PROBLEM TO WORK ON:
Your answer must be an exact transcription of the lines from the line with "Target: lamp arm" through the final line of the data.

Segment Start: GIVEN INFORMATION

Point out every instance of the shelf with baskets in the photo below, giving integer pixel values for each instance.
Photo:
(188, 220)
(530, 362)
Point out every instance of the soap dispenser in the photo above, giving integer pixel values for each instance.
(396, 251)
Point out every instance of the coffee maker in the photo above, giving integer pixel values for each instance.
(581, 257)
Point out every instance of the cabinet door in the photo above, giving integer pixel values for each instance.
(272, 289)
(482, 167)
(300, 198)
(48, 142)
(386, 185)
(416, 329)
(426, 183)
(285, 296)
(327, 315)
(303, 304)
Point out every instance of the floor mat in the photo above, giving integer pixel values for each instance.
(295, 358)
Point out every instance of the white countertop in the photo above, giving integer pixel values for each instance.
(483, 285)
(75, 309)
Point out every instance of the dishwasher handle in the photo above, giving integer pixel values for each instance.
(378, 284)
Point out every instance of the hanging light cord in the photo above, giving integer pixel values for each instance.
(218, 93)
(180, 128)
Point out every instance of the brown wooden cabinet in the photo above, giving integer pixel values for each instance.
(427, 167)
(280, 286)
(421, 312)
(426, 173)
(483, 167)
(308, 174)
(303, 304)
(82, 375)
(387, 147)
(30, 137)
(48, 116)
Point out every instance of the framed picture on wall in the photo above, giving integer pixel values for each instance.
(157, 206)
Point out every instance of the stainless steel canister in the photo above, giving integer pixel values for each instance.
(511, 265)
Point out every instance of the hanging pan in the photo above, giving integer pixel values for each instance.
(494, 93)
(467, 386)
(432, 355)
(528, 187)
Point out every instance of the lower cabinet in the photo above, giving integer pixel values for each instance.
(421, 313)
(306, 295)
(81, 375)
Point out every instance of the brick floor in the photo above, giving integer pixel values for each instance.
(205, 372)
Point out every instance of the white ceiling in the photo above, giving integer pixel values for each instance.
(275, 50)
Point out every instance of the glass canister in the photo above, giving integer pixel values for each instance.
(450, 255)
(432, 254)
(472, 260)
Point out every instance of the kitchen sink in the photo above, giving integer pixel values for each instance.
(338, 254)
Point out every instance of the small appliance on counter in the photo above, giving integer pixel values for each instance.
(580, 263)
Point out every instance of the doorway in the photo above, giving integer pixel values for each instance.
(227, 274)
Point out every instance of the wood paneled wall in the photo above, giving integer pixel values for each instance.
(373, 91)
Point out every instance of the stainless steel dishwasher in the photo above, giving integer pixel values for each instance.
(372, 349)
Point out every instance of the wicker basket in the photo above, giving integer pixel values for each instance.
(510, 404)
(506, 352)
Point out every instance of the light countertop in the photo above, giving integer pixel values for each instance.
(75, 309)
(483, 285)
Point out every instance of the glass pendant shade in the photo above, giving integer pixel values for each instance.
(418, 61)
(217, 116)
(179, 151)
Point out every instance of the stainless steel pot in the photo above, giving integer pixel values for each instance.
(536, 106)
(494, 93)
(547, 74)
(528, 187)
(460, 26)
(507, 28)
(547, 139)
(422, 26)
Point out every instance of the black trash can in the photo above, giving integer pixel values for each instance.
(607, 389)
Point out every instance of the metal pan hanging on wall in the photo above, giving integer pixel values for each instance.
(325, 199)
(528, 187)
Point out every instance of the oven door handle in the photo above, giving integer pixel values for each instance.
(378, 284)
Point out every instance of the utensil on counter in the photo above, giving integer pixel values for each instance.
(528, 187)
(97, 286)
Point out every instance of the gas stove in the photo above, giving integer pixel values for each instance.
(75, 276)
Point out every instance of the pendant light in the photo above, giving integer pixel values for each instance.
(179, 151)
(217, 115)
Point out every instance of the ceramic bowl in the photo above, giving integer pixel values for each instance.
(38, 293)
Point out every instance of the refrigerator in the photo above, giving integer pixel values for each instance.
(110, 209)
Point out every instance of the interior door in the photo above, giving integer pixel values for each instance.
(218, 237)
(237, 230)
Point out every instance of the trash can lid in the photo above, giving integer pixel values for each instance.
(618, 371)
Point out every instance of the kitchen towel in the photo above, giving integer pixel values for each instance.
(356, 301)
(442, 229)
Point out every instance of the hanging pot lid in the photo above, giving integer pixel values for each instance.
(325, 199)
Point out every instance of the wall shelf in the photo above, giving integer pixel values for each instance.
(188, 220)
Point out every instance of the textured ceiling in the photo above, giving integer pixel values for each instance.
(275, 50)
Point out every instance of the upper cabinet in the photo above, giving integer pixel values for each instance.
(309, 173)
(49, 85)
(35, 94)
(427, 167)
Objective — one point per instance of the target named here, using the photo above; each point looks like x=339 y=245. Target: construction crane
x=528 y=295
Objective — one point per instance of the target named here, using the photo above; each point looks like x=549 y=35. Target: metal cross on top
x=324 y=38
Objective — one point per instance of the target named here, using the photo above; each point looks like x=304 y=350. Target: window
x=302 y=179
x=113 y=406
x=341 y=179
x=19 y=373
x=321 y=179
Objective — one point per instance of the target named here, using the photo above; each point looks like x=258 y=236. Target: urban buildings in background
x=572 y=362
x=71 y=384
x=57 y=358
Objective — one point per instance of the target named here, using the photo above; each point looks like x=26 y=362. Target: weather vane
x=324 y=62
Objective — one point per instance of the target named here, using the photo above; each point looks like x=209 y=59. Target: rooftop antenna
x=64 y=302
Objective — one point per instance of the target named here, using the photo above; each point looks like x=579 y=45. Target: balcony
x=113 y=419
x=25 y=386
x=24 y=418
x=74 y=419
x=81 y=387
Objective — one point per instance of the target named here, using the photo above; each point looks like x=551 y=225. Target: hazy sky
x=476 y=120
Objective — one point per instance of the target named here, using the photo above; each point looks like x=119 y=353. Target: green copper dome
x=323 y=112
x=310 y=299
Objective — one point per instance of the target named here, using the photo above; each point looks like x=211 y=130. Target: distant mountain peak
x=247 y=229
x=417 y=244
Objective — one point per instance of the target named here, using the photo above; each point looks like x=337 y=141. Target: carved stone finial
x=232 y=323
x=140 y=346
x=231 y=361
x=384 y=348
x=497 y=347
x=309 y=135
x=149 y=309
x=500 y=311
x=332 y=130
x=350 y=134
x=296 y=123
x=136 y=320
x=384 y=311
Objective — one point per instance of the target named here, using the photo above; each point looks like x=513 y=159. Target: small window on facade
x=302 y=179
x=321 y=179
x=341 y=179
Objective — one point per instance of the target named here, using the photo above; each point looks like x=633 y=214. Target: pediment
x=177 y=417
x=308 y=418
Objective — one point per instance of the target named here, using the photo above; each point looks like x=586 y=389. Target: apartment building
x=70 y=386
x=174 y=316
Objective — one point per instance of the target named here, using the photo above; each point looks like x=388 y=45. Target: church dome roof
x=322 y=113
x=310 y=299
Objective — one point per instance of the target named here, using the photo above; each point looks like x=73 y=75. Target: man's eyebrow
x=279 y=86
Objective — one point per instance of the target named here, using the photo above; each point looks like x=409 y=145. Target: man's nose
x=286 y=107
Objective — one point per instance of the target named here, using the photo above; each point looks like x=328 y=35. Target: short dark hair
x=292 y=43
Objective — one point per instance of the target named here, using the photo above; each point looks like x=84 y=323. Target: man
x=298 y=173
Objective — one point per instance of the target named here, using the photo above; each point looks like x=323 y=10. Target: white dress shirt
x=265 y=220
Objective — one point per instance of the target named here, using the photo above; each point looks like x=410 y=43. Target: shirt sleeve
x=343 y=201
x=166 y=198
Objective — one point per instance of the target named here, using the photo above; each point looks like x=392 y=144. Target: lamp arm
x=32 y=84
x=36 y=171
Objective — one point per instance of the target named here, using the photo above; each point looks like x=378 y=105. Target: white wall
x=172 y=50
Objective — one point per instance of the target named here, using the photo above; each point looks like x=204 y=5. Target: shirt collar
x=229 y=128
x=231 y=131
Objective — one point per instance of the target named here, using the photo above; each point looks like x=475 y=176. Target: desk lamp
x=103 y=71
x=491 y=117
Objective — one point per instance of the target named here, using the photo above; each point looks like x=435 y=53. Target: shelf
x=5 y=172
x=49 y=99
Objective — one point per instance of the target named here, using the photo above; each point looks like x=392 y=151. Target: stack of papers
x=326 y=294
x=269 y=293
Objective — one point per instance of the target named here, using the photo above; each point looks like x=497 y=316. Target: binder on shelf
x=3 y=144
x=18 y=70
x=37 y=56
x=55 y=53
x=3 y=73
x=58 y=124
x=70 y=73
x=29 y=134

Segment End: GIVEN INFORMATION

EXERCISE RESPONSE:
Objective — one point per instance of the target named here, using the photo above; each point looks like x=392 y=144. Target: lamp arm
x=32 y=84
x=36 y=171
Objective — one point per instance of the target named here, using the photo above; each point looks like x=378 y=105. Target: white wall
x=172 y=50
Objective — one point per instance of the target named here, using the photo above; each point looks like x=204 y=5. Target: shirt collar
x=229 y=128
x=231 y=131
Objective — one point per instance of the target named here, using the photo above; each point looks like x=475 y=176. Target: desk lamp
x=103 y=71
x=491 y=117
Objective — one point per instance of the target named here, using the photo above; each point looks like x=435 y=53. Target: shelf
x=5 y=172
x=49 y=99
Objective — one point per instance of the target named here, using the photo above; each point looks like x=392 y=151. Target: stack of papers
x=326 y=294
x=269 y=293
Objective — one point per instance of the target named here, using the photo above; each point looks like x=497 y=316. Target: binder on shelf
x=3 y=144
x=18 y=70
x=37 y=56
x=55 y=53
x=3 y=73
x=58 y=124
x=70 y=73
x=29 y=134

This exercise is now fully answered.